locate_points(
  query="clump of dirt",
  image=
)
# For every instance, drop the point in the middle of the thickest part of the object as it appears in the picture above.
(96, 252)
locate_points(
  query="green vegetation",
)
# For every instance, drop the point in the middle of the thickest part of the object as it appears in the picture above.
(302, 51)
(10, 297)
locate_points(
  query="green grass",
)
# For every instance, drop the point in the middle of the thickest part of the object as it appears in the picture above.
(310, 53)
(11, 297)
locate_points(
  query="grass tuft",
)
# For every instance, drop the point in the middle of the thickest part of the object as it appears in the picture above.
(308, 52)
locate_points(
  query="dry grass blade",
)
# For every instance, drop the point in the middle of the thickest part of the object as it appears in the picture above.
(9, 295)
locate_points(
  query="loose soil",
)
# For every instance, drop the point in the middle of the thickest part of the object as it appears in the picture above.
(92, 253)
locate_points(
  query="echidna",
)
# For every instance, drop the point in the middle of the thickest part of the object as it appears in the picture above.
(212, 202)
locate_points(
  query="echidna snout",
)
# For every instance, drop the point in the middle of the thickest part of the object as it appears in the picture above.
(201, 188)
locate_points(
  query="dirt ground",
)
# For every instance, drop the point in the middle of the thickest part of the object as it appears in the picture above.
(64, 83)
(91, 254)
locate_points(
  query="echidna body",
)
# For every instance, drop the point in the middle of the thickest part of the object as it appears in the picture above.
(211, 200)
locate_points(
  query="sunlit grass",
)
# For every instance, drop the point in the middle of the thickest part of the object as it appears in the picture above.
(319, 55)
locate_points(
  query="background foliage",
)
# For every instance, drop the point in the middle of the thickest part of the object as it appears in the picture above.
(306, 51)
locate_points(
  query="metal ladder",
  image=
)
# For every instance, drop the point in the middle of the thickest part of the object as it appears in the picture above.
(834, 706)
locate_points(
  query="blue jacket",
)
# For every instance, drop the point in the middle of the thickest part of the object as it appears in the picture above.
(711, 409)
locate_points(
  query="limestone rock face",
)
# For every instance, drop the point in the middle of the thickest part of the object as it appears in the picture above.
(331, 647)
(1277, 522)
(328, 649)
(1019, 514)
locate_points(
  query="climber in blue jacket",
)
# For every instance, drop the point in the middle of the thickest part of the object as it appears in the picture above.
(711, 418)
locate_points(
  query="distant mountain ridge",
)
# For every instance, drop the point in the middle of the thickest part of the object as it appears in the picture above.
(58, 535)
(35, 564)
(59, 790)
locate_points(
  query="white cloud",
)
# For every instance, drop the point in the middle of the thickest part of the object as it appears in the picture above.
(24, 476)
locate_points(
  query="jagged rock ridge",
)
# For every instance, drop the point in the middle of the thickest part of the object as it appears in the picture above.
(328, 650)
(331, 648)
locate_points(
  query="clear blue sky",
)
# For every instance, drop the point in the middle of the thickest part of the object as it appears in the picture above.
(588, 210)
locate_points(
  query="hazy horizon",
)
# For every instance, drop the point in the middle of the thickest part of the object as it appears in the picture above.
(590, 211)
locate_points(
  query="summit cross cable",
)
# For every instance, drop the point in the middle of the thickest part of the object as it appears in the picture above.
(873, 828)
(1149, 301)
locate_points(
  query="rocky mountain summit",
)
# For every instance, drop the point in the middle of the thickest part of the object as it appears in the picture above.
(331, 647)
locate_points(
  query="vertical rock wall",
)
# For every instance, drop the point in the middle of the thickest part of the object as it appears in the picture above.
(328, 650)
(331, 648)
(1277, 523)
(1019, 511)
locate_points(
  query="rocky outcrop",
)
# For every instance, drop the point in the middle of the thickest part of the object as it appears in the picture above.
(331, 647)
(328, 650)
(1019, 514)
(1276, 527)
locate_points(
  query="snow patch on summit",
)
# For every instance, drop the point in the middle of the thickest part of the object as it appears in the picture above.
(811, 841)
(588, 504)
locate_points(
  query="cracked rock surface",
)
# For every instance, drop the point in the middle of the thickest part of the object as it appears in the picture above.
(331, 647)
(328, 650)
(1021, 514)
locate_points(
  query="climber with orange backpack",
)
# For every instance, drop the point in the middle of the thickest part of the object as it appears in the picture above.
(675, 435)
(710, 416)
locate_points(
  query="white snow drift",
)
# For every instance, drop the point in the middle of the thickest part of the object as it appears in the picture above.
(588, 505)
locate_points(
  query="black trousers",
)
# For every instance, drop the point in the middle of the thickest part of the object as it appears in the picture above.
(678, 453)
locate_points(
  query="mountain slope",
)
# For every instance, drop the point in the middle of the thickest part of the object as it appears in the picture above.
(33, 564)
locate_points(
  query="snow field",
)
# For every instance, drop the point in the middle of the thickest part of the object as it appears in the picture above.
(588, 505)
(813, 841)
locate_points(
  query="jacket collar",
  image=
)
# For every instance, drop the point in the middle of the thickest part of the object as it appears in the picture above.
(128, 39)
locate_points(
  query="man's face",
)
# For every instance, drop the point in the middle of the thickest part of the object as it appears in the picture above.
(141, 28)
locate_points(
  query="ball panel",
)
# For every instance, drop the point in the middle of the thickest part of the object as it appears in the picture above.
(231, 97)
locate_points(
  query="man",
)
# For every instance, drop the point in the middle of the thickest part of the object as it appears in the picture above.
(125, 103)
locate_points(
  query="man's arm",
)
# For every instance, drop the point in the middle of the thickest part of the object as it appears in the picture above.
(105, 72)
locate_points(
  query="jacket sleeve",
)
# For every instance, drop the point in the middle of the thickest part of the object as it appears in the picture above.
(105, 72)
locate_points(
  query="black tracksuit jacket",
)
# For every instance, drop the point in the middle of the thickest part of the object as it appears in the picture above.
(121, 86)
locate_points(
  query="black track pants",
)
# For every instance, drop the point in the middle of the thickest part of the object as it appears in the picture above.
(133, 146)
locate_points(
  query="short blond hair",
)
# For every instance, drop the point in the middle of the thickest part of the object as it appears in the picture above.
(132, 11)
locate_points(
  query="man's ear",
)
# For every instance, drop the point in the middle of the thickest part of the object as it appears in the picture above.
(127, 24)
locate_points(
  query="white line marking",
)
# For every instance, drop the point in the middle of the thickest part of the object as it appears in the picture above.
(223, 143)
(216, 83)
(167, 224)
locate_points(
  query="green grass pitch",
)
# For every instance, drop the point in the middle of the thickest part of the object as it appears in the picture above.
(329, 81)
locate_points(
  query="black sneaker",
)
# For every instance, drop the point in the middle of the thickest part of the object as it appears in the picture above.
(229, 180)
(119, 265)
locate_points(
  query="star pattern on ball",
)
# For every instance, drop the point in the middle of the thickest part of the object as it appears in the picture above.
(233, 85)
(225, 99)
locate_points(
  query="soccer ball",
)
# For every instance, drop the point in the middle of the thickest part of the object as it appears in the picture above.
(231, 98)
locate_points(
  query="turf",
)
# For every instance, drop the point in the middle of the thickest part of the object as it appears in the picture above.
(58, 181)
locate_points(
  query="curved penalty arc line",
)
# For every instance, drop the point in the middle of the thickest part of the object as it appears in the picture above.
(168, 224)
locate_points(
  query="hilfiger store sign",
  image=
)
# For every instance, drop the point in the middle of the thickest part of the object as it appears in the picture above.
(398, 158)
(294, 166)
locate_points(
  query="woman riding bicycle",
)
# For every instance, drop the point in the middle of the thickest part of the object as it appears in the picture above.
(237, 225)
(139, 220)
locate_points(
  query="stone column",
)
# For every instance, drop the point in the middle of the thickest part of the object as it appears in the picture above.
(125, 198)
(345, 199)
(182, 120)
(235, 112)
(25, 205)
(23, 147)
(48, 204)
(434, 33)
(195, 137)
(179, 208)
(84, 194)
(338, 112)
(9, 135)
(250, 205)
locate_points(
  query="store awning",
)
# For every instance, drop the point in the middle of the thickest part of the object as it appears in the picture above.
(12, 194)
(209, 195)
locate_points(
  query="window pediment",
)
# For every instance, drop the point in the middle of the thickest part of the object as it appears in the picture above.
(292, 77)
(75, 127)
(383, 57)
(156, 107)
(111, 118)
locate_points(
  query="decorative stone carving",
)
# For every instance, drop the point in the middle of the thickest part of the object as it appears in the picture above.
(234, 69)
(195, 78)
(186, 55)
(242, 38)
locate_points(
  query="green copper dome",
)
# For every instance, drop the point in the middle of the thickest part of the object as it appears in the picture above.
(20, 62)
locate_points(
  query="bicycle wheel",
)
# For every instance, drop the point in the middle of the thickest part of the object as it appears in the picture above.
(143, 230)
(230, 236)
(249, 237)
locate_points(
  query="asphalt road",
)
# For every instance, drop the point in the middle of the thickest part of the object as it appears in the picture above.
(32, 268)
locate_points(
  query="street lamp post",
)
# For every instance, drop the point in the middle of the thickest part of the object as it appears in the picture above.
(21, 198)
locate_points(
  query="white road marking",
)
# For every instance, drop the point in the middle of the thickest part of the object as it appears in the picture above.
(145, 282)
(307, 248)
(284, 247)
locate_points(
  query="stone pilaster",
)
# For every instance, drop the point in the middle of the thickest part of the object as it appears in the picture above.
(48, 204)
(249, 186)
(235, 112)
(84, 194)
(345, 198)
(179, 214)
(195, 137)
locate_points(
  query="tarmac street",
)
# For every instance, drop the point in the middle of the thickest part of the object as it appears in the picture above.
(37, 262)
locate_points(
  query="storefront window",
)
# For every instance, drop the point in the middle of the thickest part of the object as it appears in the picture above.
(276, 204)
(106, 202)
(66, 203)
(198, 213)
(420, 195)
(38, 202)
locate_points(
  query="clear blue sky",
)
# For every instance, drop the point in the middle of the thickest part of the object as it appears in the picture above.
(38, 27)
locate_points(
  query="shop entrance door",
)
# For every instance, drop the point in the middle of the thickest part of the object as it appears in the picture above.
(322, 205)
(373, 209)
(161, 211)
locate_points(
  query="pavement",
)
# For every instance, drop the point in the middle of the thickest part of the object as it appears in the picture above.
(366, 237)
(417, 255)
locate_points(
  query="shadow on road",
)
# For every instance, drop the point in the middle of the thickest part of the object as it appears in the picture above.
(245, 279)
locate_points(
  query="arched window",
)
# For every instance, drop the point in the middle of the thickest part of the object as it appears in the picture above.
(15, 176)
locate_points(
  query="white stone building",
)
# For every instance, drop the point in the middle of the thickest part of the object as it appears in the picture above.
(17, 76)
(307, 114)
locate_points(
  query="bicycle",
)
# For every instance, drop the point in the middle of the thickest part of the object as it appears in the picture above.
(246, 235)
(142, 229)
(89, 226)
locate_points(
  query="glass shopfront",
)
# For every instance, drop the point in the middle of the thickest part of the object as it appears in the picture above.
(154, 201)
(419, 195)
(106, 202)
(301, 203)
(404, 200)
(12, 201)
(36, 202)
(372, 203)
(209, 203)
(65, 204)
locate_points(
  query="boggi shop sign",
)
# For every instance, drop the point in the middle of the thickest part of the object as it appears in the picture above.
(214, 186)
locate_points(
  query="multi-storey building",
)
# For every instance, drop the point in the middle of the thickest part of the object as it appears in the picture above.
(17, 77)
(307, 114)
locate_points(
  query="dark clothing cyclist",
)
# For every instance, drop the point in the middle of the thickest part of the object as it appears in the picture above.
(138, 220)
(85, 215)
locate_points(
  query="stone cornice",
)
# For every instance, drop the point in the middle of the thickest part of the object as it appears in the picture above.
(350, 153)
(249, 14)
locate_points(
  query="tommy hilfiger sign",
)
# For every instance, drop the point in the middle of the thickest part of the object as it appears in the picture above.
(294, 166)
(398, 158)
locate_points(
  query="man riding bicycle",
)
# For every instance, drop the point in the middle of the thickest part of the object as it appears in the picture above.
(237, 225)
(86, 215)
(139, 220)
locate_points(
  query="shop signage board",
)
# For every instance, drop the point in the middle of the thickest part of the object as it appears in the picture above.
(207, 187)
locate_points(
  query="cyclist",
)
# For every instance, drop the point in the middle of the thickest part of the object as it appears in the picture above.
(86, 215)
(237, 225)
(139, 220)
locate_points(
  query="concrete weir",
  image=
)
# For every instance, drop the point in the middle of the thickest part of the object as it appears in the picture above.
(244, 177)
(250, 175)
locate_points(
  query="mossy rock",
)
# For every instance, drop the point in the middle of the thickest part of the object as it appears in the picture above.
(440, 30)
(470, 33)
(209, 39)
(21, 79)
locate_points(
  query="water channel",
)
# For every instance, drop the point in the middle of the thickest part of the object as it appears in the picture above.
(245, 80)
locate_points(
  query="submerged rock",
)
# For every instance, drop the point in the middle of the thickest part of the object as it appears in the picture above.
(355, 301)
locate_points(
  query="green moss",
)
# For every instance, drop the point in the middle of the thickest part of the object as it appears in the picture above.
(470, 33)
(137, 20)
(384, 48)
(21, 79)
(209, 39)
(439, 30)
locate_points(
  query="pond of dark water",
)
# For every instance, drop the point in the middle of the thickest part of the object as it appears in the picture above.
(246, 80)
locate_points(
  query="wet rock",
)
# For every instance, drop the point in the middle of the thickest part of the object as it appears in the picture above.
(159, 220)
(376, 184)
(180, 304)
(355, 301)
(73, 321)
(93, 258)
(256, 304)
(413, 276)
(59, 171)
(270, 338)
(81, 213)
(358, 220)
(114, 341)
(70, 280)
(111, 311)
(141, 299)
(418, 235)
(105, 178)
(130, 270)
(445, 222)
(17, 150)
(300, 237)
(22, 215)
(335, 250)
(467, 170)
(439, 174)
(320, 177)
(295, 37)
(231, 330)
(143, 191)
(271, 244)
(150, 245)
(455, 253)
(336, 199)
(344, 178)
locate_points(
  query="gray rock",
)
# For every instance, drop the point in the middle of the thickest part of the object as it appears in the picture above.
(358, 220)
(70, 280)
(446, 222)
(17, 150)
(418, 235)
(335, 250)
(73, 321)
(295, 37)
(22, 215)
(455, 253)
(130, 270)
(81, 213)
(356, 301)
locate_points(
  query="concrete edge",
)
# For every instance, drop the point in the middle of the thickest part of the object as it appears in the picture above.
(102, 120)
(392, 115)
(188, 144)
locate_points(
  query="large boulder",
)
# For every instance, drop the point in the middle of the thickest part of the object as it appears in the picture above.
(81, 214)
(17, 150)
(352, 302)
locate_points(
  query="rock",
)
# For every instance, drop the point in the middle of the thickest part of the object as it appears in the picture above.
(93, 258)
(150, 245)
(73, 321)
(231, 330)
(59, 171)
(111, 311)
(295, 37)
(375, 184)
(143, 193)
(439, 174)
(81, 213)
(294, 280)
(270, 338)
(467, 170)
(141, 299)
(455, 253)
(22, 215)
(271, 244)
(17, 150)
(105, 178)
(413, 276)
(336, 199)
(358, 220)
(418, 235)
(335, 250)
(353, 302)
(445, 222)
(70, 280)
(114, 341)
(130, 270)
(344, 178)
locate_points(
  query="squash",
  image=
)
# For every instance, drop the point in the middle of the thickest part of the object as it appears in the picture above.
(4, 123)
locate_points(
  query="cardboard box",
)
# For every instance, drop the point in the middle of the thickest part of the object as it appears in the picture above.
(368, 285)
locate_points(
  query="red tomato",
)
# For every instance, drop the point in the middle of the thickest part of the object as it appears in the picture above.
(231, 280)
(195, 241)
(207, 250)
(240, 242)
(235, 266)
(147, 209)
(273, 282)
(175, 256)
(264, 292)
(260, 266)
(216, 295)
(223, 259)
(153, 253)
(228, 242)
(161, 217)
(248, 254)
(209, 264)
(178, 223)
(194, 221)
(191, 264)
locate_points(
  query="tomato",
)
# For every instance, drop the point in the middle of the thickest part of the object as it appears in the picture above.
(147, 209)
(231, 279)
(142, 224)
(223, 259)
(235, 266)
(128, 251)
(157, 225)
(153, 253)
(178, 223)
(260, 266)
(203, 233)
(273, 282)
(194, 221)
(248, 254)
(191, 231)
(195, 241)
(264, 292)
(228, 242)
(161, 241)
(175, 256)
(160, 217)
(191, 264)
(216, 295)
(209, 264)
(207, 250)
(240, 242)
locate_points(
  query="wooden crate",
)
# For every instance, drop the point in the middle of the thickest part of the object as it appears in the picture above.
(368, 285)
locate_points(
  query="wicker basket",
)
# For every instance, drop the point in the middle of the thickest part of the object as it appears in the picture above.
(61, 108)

WHAT IS NEEDED: Find the word "cyclist" in the data and show each line that holds it.

RESULT OF THE EXERCISE:
  query="dark clothing cyclist",
  query="cyclist",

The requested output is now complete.